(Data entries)
--- Begin ---

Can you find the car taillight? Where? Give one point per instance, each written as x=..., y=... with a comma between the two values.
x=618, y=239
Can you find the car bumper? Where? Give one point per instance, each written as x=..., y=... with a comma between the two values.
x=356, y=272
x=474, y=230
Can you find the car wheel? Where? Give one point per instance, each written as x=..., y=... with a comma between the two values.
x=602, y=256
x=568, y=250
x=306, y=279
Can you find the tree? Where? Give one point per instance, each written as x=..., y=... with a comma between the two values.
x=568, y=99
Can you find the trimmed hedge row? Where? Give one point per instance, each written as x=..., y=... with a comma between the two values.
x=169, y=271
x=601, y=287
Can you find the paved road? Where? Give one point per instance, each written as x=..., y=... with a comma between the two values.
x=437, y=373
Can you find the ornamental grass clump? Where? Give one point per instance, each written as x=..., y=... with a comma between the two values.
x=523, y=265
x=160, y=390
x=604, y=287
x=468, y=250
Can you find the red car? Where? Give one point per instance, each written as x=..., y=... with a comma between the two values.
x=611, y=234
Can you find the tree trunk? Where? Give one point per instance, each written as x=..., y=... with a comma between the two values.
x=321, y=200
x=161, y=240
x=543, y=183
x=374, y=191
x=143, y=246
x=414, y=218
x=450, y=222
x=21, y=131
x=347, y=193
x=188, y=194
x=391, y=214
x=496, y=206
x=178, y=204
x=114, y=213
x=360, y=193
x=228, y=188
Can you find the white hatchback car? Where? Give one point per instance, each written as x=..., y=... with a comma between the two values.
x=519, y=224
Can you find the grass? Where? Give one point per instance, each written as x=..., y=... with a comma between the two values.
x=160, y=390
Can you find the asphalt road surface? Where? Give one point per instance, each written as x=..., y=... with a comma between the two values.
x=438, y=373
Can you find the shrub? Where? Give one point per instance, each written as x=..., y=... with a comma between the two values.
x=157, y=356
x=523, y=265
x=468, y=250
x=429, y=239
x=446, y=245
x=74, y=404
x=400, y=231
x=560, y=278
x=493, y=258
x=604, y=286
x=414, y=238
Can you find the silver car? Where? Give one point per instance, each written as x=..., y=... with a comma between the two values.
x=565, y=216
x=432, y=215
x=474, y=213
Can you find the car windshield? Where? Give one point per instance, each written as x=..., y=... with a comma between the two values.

--- End ---

**TASK**
Change "shrub" to "bush" throughout the data above, and reproduce all the data with no other changes.

**SOLUTION FOR THIS EXERCISE**
Can you find the car taillight? Where? Give one point per instance, each written as x=..., y=... with a comma between the two values.
x=618, y=239
Can you find the car bumper? Where? Give one point per instance, each written as x=..., y=... with a comma between the two values.
x=356, y=272
x=474, y=230
Can you find the car wheel? Where? Give one point per instance, each written as x=..., y=... with a comma between the two values.
x=602, y=256
x=568, y=250
x=306, y=279
Can you find the tree? Where? Give one point per instance, each written as x=..., y=... with a comma between the two values.
x=568, y=99
Can you find the trimmed hedge row? Where? Give one point per instance, each written as x=..., y=... with a comma between the two values.
x=169, y=271
x=601, y=287
Can you find the paved road? Where? Give one point per instance, each written as x=..., y=... with a comma between the two values.
x=437, y=373
Can you find the ornamental grass clump? Where? Give one point per instance, each written as x=..., y=... with a comma between the two values.
x=523, y=265
x=160, y=390
x=604, y=287
x=468, y=250
Can you find the red car? Where? Give one point per instance, each written as x=..., y=... with a comma between the two values.
x=611, y=234
Can you find the tree trunk? Where? Give one point per instance, each written as x=..., y=... with a comma between the two values.
x=321, y=200
x=161, y=240
x=543, y=183
x=374, y=191
x=143, y=246
x=414, y=218
x=450, y=222
x=21, y=131
x=347, y=193
x=188, y=194
x=391, y=214
x=496, y=206
x=178, y=204
x=114, y=213
x=360, y=193
x=228, y=188
Can you find the white hatchback car? Where? Give one point per instance, each written as x=..., y=... with a comma between the two values.
x=519, y=224
Can you find the grass? Where? Give one point per instance, each written as x=..., y=... with a comma between the two values.
x=160, y=390
Can you find the asphalt road surface? Where? Give one point per instance, each written as x=..., y=... with a comma between the two values.
x=438, y=373
Can you find the bush? Where? Give one point per instance, each written as x=..., y=... with a comma between the two values.
x=157, y=356
x=523, y=265
x=468, y=250
x=429, y=239
x=446, y=245
x=74, y=404
x=400, y=231
x=560, y=278
x=493, y=258
x=604, y=286
x=414, y=238
Can you find the silver car? Where? Give one point per instance, each written as x=..., y=... with a comma between the two values.
x=565, y=216
x=432, y=215
x=474, y=213
Can you find the car windshield? Where? Give one point per instance, each written as x=..., y=... with a comma between the two values.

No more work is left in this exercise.